■ **EXERCISE GOAL**: Copy the lines starting at the beginning of the records and ending at the line containing "[[285, 83], [605, 98]]", switching "thickest" to "widest" and leaving everything else unchanged.

Location labeling records:

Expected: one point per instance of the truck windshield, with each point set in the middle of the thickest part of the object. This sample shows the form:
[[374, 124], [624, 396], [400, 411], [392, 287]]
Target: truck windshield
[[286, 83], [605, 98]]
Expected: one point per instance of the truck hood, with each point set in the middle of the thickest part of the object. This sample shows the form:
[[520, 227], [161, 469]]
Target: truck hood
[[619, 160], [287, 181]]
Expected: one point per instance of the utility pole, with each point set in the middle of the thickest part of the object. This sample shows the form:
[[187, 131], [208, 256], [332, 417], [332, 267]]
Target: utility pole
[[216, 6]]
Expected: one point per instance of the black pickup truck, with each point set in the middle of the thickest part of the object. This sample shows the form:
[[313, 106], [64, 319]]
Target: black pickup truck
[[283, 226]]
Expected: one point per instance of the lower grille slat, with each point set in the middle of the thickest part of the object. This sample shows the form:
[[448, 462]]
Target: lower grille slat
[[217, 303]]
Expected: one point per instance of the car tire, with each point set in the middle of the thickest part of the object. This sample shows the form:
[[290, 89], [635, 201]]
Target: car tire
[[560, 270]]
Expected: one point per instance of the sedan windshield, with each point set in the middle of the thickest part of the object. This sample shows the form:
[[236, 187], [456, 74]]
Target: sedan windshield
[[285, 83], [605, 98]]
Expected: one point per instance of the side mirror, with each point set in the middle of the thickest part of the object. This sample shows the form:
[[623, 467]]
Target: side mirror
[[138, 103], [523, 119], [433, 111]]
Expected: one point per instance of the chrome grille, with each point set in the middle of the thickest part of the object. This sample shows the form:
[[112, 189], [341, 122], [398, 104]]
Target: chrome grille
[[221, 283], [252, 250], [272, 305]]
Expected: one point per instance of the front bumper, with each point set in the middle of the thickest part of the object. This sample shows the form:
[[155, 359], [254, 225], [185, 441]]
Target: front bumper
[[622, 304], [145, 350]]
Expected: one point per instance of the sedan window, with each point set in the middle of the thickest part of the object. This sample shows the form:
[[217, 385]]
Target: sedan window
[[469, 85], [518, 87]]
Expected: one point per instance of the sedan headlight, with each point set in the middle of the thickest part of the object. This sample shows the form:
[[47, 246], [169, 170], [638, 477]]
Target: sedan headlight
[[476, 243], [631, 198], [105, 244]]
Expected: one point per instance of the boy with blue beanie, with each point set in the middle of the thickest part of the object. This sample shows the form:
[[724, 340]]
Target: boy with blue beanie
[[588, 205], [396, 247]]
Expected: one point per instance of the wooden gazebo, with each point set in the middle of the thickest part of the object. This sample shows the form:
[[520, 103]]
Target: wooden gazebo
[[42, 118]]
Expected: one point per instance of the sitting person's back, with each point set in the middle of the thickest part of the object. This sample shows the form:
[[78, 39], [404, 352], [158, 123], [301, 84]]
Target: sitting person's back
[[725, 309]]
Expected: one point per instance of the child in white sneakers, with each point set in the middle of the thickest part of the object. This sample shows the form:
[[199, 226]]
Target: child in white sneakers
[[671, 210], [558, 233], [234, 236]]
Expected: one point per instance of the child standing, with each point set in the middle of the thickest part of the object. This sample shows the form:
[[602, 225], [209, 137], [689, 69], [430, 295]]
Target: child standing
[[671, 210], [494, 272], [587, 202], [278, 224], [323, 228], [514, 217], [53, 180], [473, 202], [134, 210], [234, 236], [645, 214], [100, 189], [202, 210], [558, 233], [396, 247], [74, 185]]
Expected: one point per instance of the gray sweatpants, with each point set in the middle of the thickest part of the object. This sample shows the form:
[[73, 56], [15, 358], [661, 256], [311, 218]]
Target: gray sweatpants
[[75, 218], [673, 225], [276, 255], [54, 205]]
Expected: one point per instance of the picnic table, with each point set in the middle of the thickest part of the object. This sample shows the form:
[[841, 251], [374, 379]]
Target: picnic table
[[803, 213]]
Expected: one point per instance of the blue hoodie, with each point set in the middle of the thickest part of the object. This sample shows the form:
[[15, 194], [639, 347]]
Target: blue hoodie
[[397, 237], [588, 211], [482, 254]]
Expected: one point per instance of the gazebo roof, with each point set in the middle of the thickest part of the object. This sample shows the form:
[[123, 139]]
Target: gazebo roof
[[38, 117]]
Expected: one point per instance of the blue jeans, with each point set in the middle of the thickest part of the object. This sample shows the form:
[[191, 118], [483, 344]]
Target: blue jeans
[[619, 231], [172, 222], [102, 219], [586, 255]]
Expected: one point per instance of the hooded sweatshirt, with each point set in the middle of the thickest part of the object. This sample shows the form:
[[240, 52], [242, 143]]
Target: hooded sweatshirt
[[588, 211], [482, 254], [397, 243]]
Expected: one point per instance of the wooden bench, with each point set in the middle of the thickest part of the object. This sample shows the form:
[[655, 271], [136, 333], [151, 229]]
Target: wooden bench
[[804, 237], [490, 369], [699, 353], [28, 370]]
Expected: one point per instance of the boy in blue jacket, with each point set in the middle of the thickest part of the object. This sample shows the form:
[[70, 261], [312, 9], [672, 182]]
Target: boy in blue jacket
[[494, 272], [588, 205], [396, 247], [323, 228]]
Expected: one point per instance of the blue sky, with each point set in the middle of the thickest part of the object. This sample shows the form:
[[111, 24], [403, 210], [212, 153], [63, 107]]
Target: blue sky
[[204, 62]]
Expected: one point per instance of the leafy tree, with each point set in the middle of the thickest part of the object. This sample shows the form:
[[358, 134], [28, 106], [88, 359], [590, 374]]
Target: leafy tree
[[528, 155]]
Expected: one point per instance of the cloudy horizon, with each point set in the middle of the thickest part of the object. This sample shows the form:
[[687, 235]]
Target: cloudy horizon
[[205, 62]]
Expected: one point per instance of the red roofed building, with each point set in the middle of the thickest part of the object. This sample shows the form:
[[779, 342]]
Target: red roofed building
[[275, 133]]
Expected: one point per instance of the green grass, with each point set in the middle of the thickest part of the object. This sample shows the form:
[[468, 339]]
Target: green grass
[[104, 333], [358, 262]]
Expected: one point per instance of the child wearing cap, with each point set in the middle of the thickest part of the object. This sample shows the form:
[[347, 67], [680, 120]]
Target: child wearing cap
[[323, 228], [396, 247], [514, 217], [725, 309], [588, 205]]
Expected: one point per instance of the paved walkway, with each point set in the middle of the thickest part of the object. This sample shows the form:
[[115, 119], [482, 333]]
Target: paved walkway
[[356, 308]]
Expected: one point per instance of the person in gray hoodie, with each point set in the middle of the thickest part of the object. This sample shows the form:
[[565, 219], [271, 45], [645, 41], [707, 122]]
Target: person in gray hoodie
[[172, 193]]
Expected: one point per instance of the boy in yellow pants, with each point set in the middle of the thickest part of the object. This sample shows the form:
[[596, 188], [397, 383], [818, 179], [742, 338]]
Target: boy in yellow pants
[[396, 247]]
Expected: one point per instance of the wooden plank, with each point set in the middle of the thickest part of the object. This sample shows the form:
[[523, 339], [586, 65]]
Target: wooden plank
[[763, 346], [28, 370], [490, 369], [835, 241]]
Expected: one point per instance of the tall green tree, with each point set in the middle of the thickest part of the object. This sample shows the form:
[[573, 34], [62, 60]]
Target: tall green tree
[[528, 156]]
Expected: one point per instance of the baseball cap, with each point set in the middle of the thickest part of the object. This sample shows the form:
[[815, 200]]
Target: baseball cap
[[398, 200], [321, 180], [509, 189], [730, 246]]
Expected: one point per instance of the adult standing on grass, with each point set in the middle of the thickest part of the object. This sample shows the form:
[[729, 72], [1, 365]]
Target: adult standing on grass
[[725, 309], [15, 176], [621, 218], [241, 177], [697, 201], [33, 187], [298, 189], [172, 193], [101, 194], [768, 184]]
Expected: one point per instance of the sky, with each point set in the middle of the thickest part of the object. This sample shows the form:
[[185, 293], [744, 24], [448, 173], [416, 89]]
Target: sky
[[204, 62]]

■ **CORRECT OUTPUT**:
Expected: one point per instance of the truck windshield, with each point set in the middle of the widest part of the object. This sample shows the form:
[[374, 124], [624, 396], [400, 411], [392, 287]]
Target: truck windshield
[[286, 83], [605, 98]]
Expected: one point per instance of the truck hood, with each point set in the middle of the widest part of the object. This sample shows the form:
[[520, 227], [161, 469]]
Target: truck hood
[[619, 160], [287, 181]]
Expected: one point per instance of the utility pole, with each point set in the middle of the widest part of the object. This sample shows the form:
[[187, 131], [208, 256], [332, 417], [332, 267]]
Target: utility pole
[[216, 6]]
Expected: one point per instance of the black pickup truck, with each point set in the middle of the widest part of the object. This sample shows the form:
[[313, 106], [64, 319]]
Target: black pickup truck
[[283, 226]]
Expected: one point per instance of the lower grille slat, with each point set in the middle of the widest part of the object. This sample shows the form:
[[448, 462]]
Target: lower grille slat
[[217, 303]]
Expected: one point per instance of the car tire, with each point set in the middle of the widest part of the object. This sample shows the form:
[[290, 89], [635, 201]]
Target: car tire
[[560, 270]]
Expected: one point per instance of the sedan windshield, with each point set in the middle of the widest part of the object. This sample shows the form:
[[236, 187], [456, 74]]
Target: sedan windshield
[[285, 83], [605, 98]]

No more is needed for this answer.